- 文書抜粋 -
※

以下、実施の形態について、図面を参照して説明する。ここで示す実施の形態は、いずれも本発明の一具体例を示すものである。従って、以下の実施の形態で示される数値、形状、構成要素、構成要素の配置及び接続形態、並びに、ステップ(工程)及びステップの順序等は、一例であって本発明を限定するものではない。以下の実施の形態における構成要素のうち、独立請求項に記載されていない構成要素については、任意に付加可能な構成要素である。また、各図は、模式図であり、必ずしも厳密に図示されたものではない。
(実施の形態1)
以下、本発明の一実施形態に係る制御システム10について説明する。
(構成)
図1は、実施の形態1に係る制御システム10を示す概略構成図である。
制御システム10は、住宅20における空気質に係る制御方法を実行するシステムである。即ち、制御システム10は、空気中の粒子の濃度を測定してその結果に応じて、その結果の表示のための制御、及び、空気質を変化させる制御(空気清浄機310a〜310c等の制御)を行う。空気質は、住宅20内の空気中の各種ガス成分量を示し、複数の対象物質の濃度等で表される。制御システム10では、空気質の要素としての空気中の1種以上の各種粒子種別の粒子の濃度に注目し、空気質の測定を、各種粒子種別の粒子の濃度の測定により行う。なお、粒子は、粉粒体、分子、原子、粒子状物質(PM:Particulate Matter)等である。粒子種別各々は、例えば、二酸化炭素、PM2.5、ホコリ(埃)、ニオイ(匂い)等であり、単一物質に限られない。ここで、粒子種別の一例となるホコリは、PM10であるものとし、ニオイは、アンモニア、アルコール、硫化水素、酢酸、トリメチルアミンといった匂いを発する芳香化合物等の集合であるものとする。住宅20は、建築物の一例であり、説明の便宜上、図1に示すように、部屋としてリビングルーム(リビングとも称する)、ダイニングルーム(ダイニングとも称する)及びキッチンを有するものとする。

※

- 提示された記録 -
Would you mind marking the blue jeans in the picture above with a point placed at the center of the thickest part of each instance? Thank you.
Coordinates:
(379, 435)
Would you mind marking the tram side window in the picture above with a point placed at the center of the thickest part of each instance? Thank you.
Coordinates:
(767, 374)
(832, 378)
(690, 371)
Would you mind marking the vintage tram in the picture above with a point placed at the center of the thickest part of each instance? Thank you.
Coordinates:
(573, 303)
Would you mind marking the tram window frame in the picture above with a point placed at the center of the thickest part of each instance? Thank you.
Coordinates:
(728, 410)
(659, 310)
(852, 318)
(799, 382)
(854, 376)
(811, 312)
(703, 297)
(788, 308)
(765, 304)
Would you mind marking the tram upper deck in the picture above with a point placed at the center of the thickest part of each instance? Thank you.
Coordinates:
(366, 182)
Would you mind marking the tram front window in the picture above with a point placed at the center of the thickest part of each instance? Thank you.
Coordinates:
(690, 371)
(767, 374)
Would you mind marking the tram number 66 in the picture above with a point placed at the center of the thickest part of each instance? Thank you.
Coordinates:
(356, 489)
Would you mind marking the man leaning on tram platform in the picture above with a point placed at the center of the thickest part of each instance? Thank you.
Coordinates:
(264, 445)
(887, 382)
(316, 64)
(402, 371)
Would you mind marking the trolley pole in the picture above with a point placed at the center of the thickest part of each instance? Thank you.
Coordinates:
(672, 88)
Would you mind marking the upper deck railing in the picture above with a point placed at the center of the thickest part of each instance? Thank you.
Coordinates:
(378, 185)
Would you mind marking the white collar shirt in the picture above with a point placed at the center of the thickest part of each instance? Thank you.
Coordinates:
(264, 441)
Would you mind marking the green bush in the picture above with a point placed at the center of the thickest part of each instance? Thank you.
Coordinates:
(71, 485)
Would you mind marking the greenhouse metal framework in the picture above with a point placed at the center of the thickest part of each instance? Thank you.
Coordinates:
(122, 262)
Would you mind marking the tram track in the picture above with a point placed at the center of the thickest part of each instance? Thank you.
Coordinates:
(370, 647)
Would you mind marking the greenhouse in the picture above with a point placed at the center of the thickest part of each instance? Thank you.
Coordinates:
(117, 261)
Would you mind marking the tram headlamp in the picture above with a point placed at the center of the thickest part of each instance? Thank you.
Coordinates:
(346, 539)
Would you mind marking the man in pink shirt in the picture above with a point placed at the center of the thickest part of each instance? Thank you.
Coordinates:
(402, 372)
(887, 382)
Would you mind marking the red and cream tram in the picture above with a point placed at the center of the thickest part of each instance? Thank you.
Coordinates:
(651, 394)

※

- 問題 -
文書抜粋で、ニオイを構成する匂いを発する芳香化合物として挙げられている物質をすべて書き出しなさい。

- 解答 -
アンモニア、アルコール、硫化水素、酢酸、トリメチルアミン